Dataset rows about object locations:
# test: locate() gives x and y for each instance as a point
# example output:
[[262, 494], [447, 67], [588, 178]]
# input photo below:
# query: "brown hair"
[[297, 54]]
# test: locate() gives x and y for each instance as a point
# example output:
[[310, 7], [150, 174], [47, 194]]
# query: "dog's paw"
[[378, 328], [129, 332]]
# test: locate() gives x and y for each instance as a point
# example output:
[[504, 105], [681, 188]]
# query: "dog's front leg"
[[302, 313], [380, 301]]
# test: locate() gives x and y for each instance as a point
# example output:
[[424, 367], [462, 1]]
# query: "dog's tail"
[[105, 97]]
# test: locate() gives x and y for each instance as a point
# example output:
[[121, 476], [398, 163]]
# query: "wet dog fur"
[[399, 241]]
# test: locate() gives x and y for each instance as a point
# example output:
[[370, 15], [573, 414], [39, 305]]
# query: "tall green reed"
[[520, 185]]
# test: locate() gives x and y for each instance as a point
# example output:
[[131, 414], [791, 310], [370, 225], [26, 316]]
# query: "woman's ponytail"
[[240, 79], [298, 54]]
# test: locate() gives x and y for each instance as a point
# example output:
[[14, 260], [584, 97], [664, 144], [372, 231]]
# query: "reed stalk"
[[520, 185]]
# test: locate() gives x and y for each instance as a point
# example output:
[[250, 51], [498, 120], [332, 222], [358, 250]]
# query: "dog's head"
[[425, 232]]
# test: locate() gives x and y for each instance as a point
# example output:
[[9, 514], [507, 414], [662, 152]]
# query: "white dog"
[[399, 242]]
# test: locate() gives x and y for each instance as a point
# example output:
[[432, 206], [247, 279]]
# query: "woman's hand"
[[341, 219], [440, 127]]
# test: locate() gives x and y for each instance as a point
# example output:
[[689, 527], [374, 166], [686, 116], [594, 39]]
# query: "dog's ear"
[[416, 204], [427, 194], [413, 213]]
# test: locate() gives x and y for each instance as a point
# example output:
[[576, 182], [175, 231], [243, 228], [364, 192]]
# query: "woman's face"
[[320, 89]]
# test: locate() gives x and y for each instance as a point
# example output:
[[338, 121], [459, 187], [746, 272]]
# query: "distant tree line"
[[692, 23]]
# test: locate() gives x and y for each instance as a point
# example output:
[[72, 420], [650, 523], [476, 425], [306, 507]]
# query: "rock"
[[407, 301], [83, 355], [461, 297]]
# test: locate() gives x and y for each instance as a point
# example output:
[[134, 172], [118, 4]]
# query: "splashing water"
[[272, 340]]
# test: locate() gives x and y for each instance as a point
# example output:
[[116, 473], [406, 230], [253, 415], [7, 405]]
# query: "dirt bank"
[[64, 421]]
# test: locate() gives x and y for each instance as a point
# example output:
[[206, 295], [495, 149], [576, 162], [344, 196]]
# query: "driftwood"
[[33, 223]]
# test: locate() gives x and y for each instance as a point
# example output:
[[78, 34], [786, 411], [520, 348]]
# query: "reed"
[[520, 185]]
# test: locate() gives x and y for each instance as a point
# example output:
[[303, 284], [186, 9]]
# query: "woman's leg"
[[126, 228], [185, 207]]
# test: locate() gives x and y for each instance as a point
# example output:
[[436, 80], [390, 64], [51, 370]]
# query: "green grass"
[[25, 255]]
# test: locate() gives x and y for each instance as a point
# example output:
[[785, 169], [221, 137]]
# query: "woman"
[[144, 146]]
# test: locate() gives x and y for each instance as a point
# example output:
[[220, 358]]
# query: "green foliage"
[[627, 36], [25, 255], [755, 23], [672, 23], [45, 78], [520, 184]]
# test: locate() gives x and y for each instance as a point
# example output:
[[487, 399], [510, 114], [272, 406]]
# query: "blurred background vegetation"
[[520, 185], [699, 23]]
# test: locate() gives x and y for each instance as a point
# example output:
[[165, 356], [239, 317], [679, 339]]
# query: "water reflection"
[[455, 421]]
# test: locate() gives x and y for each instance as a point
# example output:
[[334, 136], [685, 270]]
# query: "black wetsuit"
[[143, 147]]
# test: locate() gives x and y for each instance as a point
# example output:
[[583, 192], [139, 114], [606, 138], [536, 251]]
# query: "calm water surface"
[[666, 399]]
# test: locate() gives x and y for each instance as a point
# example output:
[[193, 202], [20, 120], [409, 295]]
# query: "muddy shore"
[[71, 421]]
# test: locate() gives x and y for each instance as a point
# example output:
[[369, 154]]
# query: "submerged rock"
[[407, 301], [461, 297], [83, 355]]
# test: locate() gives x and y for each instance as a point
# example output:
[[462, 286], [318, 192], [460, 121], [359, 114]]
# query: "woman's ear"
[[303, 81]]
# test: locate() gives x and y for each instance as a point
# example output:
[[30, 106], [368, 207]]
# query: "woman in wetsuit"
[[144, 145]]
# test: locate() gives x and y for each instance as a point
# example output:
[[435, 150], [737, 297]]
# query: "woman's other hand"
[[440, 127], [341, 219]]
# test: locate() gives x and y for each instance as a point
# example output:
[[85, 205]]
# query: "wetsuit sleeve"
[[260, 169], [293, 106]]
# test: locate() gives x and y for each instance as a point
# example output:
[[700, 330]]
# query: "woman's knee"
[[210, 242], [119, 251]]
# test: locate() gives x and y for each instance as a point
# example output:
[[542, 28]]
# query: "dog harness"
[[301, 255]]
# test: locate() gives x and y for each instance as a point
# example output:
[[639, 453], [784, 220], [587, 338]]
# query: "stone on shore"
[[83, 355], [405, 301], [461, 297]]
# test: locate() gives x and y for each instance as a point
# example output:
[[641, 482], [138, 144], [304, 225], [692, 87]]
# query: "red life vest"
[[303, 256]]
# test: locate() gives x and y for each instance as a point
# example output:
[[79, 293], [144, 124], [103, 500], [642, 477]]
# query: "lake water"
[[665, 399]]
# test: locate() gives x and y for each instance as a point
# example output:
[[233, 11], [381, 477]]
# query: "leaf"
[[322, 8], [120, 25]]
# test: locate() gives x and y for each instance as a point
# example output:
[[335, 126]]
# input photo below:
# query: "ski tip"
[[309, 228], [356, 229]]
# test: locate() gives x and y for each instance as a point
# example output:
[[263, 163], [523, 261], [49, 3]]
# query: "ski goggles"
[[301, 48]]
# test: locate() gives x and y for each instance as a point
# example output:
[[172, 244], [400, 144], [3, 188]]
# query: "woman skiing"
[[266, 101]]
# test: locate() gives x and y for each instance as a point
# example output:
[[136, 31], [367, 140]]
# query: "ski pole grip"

▶ **TASK BRIEF**:
Please rewrite the part that opens with the first row and closes with the line containing "[[399, 241]]", replacing "example output" with "sample output" and leaving everything else unchanged.

▶ **COMPLETE ANSWER**:
# test: locate() gives x and y for each instance as a point
# sample output:
[[262, 494], [447, 67], [588, 178]]
# input photo below:
# query: "brown hair"
[[297, 54]]
# test: locate() gives x and y for each instance as a point
# sample output:
[[310, 7], [150, 174], [47, 194]]
# query: "dog's paw"
[[378, 328], [129, 332]]
# test: locate() gives x and y for each instance as a point
# sample output:
[[504, 105], [681, 188]]
# query: "dog's front leg"
[[302, 313], [380, 301]]
# test: locate() gives x and y for each instance as a point
# sample output:
[[424, 367], [462, 1]]
# query: "dog's tail"
[[105, 97]]
# test: locate() gives x and y for each instance as a point
# sample output:
[[121, 476], [398, 163]]
# query: "wet dog fur"
[[399, 241]]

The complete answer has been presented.